### [Extrait choisi]
------------------------------------------------------------------------
Intervention de Cyril Pellevat

Réunion du 27 octobre 2016 à 15h00
Conférence internationale sur l'évasion fiscale — Débat organisé à la demande du groupe communiste républicain et citoyen

Photo de Cyril PellevatCyril Pellevat :

Monsieur le président, madame la secrétaire d'État, mes chers collègues, Éric Bocquet propose que nous nous interrogions sur l’opportunité de l’organisation d’une conférence internationale sur l’évasion fiscale.

Comme l’ont rappelé les révélations relatives aux Panama papers, l’évasion fiscale est un phénomène global qui contribue à l’appauvrissement des nations. Par définition, un tel phénomène reste toutefois difficile à évaluer. Le rapport d’Éric Bocquet, rendu au mois de juillet 2012, chiffrait le coût minimum de l’évasion fiscale entre 30 milliards d'euros et 36 milliards d’euros pour l’État français. En réalité, cette perte pourrait atteindre 50 milliards d’euros par an. Ce phénomène courant de la vie économique et financière contemporaine a des effets financiers, mais aussi économiques et politiques, délétères.

Dans ces conditions, est-il opportun d’organiser une conférence internationale relative à la lutte contre ce fléau ? Une telle idée suppose que cette problématique ne soit pas d’ores et déjà une véritable préoccupation des décideurs européens et internationaux. Or cette hypothèse ne résiste pas à l’examen des faits.

En effet, que ce soit par le G20 ou par l’Union européenne, des initiatives fortes ont été prises pour assurer une plus grande transparence fiscale et contribuer notamment à l’identification et à la lutte contre les paradis fiscaux.
------------------------------------------------------------------------
### [Segment de données]
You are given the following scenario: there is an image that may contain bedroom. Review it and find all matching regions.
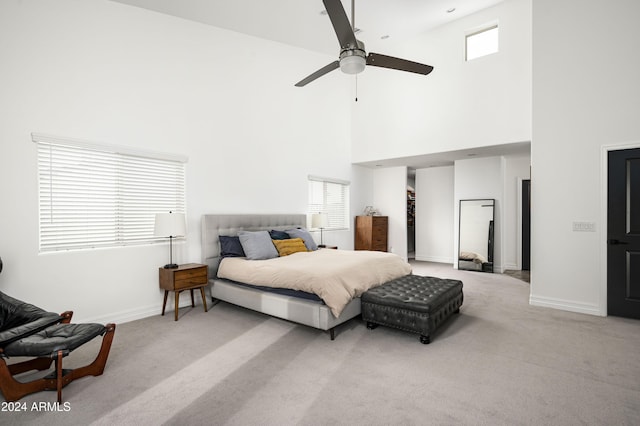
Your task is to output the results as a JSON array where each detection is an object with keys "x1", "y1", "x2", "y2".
------------------------------------------------------------------------
### [Liste des tâches]
[1] Répondez aux questions suivantes d'après l'intervention sur l'évasion fiscale.
(a) À quelle date et à quelle heure la réunion a-t-elle eu lieu ?
(b) Entre quels montants le rapport d'Éric Bocquet rendu en juillet 2012 situait-il le coût minimum de l'évasion fiscale pour l'État français ?
(c) Par quelles deux instances des initiatives fortes ont-elles été prises en faveur d'une plus grande transparence fiscale ?
[2] Poursuivez l'intervention sur l'évasion fiscale à la suite de sa dernière phrase.

### [Réponses par tâche]
[1]
(a) Le 27 octobre 2016 à 15h00.
(b) Entre 30 milliards d'euros et 36 milliards d'euros.
(c) Par le G20 et par l'Union européenne.

[2]
Au cours du G20 de Londres en 2009, les responsables politiques des principales puissances économiques mondiales avaient déjà qualifié la lutte contre l’évasion fiscale de « priorité absolue ». C’est sur ce fondement et dans le cadre d’une étroite collaboration avec l’OCDE que de nombreux progrès ont dès lors été accomplis.

L’accord multilatéral du 29 octobre 2014, qui prévoit l’échange automatique d’informations à l’échelon mondial, constitue à ce titre une avancée historique. Il se caractérise notamment par le partage de renseignements à la demande des administrations, lorsque celles-ci ont de bonnes raisons de penser qu’une information bancaire dans un autre pays leur serait utile. Il favorise aussi l’échange automatique de renseignements, obligeant chaque pays à demander à ses institutions financières de collecter chaque année des informations sur les comptes détenus via des trusts ou des sociétés par des non-résidents.

À la suite de cette avancée, l’OCDE a lancé le programme BEPS, pour Base Erosion and Profit Shifting, qui cherche à s’attaquer à l’érosion des bases d’imposition et au transfert des bénéfices, conséquences des stratégies fiscales de certaines entreprises. En effet, ces stratégies sont de nature à créer une disjonction importante entre le lieu de création de la plus-value et celui de son imposition.

Pour répondre à ce phénomène et mettre fin à ce que les Anglo-saxons appellent le treaty shopping, c’est-à-dire l’utilisation des failles que laissent subsister les conventions fiscales, le projet BEPS facilite la coopération entre les pays. En effet, on observe parfois que les taux d’imposition sur les bénéfices de certaines entreprises n’ont aucun lien apparent avec leur activité réelle.

Le BEPS préconise encore un reporting pays par pays, obligeant les entreprises concernées à fournir un certain nombre d’informations financières aux administrations fiscales, telles que la localisation de leur chiffre d’affaires ou de leurs actifs.

Pour que le BEPS soit efficace, il ne faut pas que ces données soient publiées. C'est la raison pour laquelle le groupe Les Républicains s’est opposé aux amendements, qui ont été introduits au cours de la discussion sur le projet de loi relatif à la transparence, à la lutte contre la corruption et à la modernisation de la vie économique, dit Sapin II, et qui prônaient la publication de ces informations extrêmement sensibles.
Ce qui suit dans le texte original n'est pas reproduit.